◆ **SELECTED EXTRACT**

High-Heat-Resistant Ball Bearing Unit for Automobile Turbochargers
Realized by MinebeaMITSUMI's global production network, Trump card for fuel economy improvement and engine downsizing
As public eco-awareness has been rising and environmental regulations are being strengthened worldwide, automobile manufacturers devote themselves to the realization of new eco-friendly vehicles. One solution to do this is engine downsizing, and a turbocharger, which increases an engine's efficiency and power output while maintaining the performance of conventional engines, has come into the spotlight. MinebeaMitsumi succeeded in developing a next-generation, High-Heat-Resistant Ball Bearing Unit that directly improves turbocharger performance.
Turbocharger with potential for rapid demand expansion
Turbochargers, in their heyday in the 1980s, were installed in many racing cars and sports cars to enhance the speed and maximum output of the automobiles. In those days, there was a trade-off relationship between the turbocharger and fuel consumption. Recently, a turbocharger has attracted attention once again as a device for boosting the insufficient output of engines that are downsized to meet environmental restrictions. Thus, its arena of applications has been expanded to general automobiles and eco-cars as well.
High-heat-resistant ball bearing unit for automobile turbochargers
Bearings that determine a turbocharger's performances
A turbocharger is a device to increase an engine's power output with a smaller engine capacity by improving the engine's combustion efficiency through the recycling of exhaust gases that are normally discarded.
A turbocharger harnesses exhaust gas pressure emitted from the engine cylinder to drive a turbine and a compressor mounted on the same shaft. Air taken in by an automobile is compressed by the compressor and sent to the cylinder, which increases air intake and improves combustion efficiency. The turbine and compressor both play important roles to efficiently send compressed air to the engine. In 2008, MinebeaMitsumi started developing a new type of bearings for a turbine main shaft that directly influences the rotational efficiency.

◆ **INPUT MATERIAL**
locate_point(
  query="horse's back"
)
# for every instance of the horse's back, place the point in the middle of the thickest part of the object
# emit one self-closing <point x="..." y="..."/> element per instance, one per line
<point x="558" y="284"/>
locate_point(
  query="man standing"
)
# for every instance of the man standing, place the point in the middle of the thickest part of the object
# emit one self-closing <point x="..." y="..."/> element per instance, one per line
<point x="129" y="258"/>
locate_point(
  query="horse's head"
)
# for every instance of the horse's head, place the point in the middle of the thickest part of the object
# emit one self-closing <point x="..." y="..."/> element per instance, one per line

==

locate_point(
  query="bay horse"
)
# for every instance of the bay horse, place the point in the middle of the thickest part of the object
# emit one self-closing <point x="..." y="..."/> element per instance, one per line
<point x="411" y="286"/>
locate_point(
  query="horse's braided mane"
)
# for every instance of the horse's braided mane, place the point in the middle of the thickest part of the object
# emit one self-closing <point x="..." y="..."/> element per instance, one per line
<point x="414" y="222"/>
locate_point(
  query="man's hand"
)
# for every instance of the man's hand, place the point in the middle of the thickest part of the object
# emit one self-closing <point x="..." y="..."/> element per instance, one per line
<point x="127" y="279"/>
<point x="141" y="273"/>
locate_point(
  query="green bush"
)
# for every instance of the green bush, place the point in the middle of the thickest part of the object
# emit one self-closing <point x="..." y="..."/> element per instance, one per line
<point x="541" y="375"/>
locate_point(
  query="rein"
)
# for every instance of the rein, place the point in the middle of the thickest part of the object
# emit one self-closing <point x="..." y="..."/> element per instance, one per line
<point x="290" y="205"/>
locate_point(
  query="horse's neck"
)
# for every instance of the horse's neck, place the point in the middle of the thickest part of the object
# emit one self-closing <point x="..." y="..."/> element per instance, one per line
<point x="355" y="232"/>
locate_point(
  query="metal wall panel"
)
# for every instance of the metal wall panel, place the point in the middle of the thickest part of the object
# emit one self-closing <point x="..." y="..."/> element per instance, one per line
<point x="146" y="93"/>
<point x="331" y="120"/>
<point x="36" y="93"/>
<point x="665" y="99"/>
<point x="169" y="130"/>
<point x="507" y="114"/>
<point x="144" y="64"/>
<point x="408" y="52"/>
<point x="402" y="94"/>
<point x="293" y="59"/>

◆ **PARTS OF THE EXERCISE**
• 1. Work out how many lines of the entries contain the string "mane", and reply with that number alone.
• 2. Write what comes next in the page on the high-heat-resistant turbocharger bearing unit, picking up right after its final sentence.
The text and the entries are unrelated to each other.

◆ **TASK-BY-TASK RESULTS**
• 1. 2

• 2.
Mechanism of turbocharger
The bearing for turbine main shafts is used for the turbine driven by ultrahigh-temperature exhaust gases exceeding 800°C as the power source, and it must withstand ultrahigh speed of over 200,000 revolutions while continuously immersed in oil. For this reason, many turbochargers for general automobiles used oil-lubricating bearings that are highly resistant to harsh environments. However, since the friction resistance of oil-lubricating bearings increases at the time of acceleration and deceleration due to its structure, the speed following capability is inferior to that of ball bearings (particularly when an engine starts at the low temperature). This generates a time lag between the increase in intake air pressure and the step-in operation of the accelerator pedal. Consequently, the driver feels the acceleration to be slow, and depresses the accelerator pedal more than necessary, thereby resulting in poor fuel economy. In actual city driving, since acceleration and deceleration are frequently repeated, a series of those steps tend to affect practical fuel economy.
Conventional oil-lubricating bearing (also known as sleeve bearing or metal bearing)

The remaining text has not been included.